Work request: Your answer should give again, exactly, the lines from the beginning of the entries below through the line containing "Target: green leaf". It must contain no pictures.

[Saved data entries]
☆ ☆ ☆ ☆ ☆ ☆ ☆

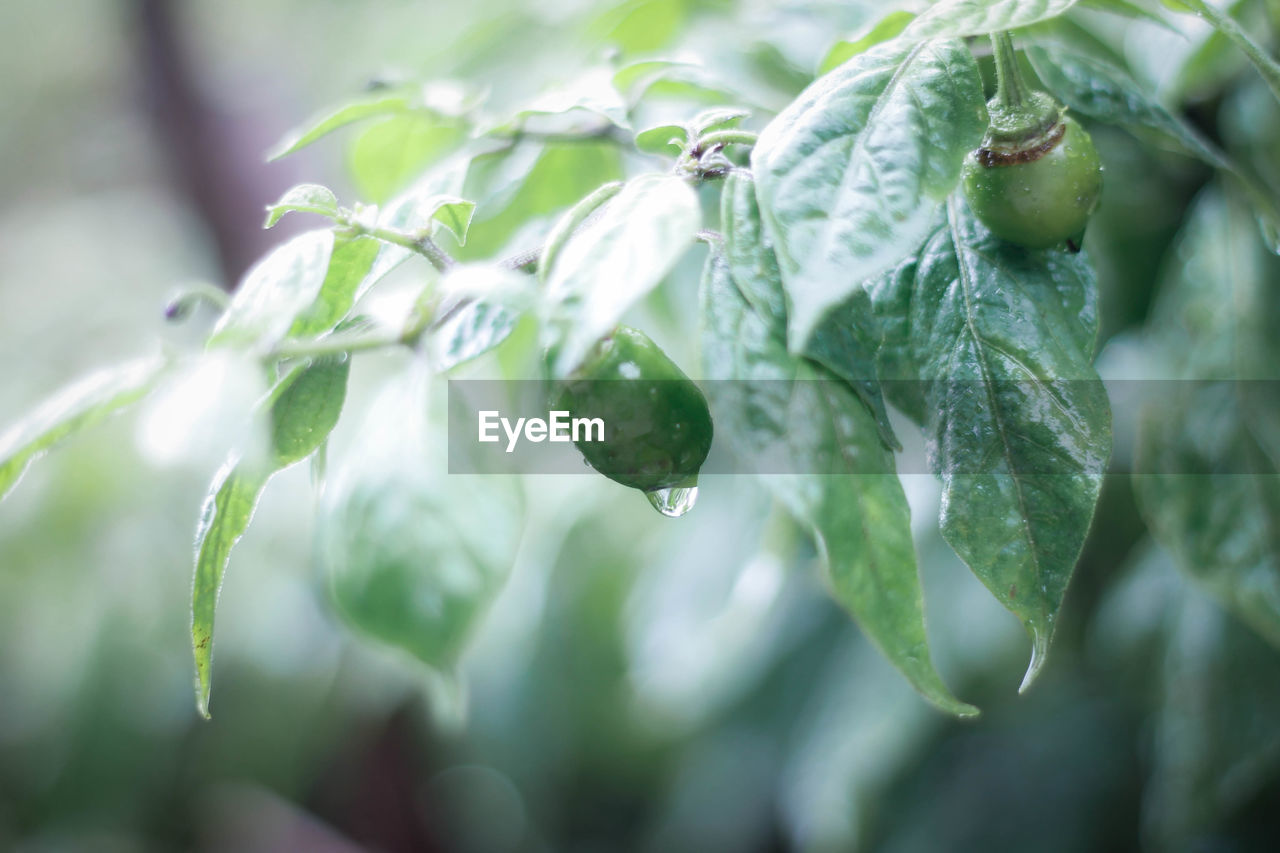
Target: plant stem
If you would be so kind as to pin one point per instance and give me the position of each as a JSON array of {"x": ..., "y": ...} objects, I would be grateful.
[
  {"x": 417, "y": 242},
  {"x": 727, "y": 137},
  {"x": 333, "y": 345},
  {"x": 1230, "y": 27},
  {"x": 1011, "y": 91}
]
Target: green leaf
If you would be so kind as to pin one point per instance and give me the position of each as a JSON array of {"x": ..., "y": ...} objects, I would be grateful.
[
  {"x": 878, "y": 32},
  {"x": 592, "y": 92},
  {"x": 622, "y": 255},
  {"x": 717, "y": 118},
  {"x": 961, "y": 18},
  {"x": 1235, "y": 33},
  {"x": 305, "y": 197},
  {"x": 470, "y": 332},
  {"x": 72, "y": 410},
  {"x": 275, "y": 291},
  {"x": 790, "y": 410},
  {"x": 223, "y": 520},
  {"x": 1109, "y": 94},
  {"x": 663, "y": 138},
  {"x": 306, "y": 409},
  {"x": 484, "y": 304},
  {"x": 1019, "y": 428},
  {"x": 305, "y": 406},
  {"x": 640, "y": 26},
  {"x": 844, "y": 343},
  {"x": 850, "y": 174},
  {"x": 525, "y": 185},
  {"x": 1215, "y": 746},
  {"x": 412, "y": 559},
  {"x": 419, "y": 211},
  {"x": 1127, "y": 9},
  {"x": 380, "y": 103},
  {"x": 350, "y": 267},
  {"x": 568, "y": 224},
  {"x": 1208, "y": 483},
  {"x": 388, "y": 155}
]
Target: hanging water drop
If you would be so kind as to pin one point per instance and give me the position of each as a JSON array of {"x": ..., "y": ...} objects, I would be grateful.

☆ ☆ ☆ ☆ ☆ ☆ ☆

Expected answer:
Target: plant stem
If you would be so kind as to pin one point per instance and give me the position of each as a JSON array of {"x": ..., "y": ...} objects, I would be grateful.
[
  {"x": 417, "y": 242},
  {"x": 727, "y": 137},
  {"x": 333, "y": 345},
  {"x": 1230, "y": 27},
  {"x": 1011, "y": 91}
]
Target: green leaf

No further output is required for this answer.